[Extracted records]
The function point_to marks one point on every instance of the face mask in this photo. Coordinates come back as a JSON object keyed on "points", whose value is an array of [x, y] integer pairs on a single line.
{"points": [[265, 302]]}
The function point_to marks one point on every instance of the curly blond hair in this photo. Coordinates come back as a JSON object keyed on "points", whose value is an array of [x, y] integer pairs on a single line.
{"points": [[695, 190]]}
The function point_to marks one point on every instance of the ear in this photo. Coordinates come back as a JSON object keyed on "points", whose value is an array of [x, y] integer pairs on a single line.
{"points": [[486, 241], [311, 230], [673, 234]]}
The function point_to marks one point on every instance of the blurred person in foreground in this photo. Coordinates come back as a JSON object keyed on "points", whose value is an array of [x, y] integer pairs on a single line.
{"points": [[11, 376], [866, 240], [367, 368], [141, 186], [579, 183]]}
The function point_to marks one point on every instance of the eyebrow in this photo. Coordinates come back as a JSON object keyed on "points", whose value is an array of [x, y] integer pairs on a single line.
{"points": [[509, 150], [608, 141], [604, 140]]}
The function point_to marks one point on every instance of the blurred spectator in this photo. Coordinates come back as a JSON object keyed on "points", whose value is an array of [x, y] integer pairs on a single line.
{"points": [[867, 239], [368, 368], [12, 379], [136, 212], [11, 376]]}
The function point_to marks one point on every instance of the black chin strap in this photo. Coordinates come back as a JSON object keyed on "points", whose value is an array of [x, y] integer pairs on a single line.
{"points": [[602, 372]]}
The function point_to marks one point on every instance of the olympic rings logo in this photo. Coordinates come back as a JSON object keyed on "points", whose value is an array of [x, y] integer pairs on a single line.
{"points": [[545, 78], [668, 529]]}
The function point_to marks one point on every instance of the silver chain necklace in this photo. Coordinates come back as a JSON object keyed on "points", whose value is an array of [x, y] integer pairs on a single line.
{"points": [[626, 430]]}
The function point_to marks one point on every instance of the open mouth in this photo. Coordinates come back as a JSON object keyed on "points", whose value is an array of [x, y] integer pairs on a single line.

...

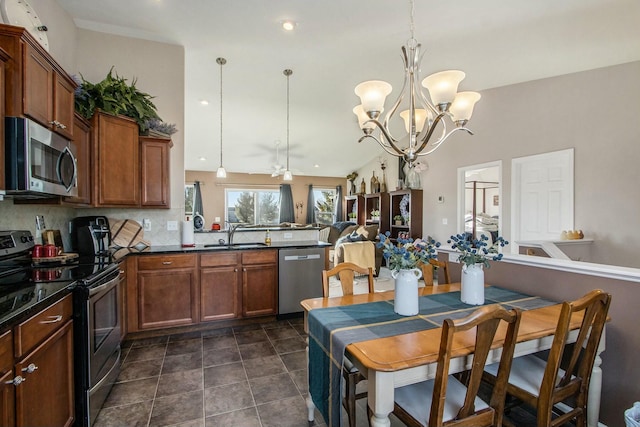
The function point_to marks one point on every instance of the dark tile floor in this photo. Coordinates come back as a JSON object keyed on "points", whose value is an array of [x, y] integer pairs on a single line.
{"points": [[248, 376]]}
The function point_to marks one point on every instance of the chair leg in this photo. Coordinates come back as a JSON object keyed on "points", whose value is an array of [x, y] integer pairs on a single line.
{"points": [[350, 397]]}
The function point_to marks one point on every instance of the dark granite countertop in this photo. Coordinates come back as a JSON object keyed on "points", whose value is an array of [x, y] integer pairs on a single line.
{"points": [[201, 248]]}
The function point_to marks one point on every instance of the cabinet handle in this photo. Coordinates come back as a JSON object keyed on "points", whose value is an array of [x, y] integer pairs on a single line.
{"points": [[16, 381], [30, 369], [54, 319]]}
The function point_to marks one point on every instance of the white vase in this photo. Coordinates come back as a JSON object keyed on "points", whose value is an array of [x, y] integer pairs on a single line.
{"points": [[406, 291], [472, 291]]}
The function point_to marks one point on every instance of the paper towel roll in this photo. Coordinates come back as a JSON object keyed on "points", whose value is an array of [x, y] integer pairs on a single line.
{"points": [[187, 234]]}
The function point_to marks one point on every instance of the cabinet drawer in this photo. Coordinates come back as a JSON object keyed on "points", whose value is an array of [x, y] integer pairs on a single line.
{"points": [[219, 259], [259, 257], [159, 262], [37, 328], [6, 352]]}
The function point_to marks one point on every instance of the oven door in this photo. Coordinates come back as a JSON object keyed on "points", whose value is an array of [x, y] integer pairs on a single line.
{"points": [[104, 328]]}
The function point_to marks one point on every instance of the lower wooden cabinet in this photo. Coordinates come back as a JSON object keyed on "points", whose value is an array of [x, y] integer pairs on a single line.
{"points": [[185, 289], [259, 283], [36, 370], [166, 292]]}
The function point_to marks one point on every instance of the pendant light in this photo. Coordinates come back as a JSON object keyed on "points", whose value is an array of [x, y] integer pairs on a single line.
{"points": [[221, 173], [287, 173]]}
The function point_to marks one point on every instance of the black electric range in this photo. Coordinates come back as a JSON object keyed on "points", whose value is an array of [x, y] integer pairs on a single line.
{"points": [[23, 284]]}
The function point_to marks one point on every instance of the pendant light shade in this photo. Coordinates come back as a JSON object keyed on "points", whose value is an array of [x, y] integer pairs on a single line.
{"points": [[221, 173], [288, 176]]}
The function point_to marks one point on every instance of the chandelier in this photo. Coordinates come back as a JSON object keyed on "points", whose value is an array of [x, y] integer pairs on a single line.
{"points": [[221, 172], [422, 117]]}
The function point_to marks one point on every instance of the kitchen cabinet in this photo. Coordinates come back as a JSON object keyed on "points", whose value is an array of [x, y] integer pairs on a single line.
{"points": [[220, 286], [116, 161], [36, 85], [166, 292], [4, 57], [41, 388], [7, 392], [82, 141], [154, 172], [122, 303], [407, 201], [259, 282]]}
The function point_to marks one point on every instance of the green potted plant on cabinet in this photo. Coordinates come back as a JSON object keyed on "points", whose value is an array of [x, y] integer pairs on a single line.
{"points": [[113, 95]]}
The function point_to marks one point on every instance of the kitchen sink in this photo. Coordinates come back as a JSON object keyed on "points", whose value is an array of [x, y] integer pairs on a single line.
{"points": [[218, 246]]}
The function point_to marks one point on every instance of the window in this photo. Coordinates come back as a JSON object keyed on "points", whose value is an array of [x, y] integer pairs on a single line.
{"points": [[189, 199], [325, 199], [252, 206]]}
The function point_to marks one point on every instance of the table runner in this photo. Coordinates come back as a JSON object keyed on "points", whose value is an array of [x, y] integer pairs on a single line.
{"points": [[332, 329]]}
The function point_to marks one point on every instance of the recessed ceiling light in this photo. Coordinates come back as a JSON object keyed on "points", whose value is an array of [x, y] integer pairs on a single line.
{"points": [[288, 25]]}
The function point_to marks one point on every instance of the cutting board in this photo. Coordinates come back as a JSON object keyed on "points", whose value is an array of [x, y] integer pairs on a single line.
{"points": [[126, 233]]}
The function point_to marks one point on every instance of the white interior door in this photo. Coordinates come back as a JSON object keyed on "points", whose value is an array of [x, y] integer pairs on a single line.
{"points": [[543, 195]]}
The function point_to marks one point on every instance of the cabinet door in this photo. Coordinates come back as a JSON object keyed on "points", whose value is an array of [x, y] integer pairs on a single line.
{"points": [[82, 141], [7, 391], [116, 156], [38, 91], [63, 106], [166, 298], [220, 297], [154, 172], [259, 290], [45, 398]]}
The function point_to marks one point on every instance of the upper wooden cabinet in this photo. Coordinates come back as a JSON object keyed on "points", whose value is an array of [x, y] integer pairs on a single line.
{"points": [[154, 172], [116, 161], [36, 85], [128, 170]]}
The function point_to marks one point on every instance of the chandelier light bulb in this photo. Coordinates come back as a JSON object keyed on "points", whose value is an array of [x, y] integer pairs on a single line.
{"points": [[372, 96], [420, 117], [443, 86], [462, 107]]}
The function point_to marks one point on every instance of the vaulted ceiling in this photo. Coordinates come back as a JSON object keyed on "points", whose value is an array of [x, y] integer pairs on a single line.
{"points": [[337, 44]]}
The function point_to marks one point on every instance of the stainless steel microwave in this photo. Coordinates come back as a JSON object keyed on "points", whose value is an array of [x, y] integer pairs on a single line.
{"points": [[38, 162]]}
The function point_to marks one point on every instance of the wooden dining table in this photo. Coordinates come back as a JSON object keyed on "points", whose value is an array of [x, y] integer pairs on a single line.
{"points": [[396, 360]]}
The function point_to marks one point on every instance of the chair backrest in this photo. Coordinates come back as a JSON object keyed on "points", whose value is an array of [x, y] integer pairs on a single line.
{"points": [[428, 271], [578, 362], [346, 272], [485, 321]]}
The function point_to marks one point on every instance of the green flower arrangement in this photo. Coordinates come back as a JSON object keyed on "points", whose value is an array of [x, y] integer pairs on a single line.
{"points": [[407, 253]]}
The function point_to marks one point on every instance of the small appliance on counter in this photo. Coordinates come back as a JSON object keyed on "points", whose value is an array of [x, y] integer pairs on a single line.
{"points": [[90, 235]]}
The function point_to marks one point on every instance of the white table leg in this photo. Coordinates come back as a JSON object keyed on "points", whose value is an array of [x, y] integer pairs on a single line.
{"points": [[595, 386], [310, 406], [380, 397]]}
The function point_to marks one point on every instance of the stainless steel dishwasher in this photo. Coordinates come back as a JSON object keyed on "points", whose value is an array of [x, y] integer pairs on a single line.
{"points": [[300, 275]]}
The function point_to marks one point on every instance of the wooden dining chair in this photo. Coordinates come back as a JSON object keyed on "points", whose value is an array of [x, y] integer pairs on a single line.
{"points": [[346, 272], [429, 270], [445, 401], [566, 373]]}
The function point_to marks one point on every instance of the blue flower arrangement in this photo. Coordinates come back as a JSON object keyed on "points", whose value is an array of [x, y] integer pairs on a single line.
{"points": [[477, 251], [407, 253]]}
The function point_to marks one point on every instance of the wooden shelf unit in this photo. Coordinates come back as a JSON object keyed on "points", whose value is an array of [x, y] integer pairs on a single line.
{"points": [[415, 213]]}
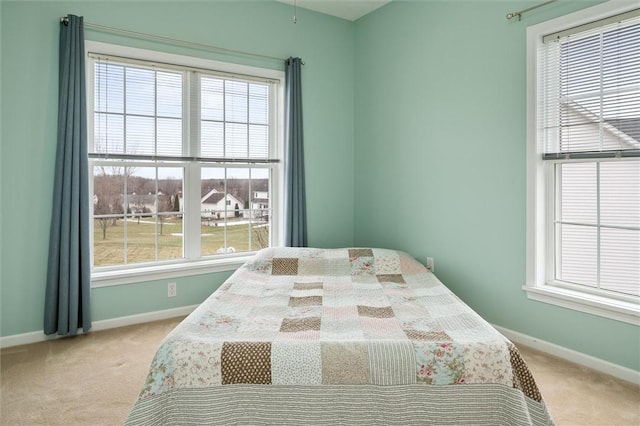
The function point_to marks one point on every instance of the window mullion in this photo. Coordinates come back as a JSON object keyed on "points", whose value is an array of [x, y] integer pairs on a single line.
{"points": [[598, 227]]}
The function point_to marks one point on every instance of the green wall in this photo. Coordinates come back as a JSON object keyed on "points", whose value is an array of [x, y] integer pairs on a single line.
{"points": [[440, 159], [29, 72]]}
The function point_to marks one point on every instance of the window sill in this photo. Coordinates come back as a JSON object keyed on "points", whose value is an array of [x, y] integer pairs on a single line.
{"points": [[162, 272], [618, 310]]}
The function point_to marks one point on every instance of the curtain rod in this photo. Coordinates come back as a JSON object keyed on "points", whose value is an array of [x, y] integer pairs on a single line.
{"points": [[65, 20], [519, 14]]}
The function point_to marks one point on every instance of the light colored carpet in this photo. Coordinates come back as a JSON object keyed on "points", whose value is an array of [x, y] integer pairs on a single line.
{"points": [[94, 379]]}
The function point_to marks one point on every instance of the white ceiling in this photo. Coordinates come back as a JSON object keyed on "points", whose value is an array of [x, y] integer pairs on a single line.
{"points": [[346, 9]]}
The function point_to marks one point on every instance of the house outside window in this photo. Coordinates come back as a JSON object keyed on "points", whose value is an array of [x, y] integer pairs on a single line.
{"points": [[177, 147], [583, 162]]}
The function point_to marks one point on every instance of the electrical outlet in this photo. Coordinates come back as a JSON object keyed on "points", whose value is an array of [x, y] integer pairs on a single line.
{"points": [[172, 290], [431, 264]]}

◆ **Directive**: How many lines of the rows contain the word "black"? Reply with the number alone.

◆ **Solution to the problem**: 2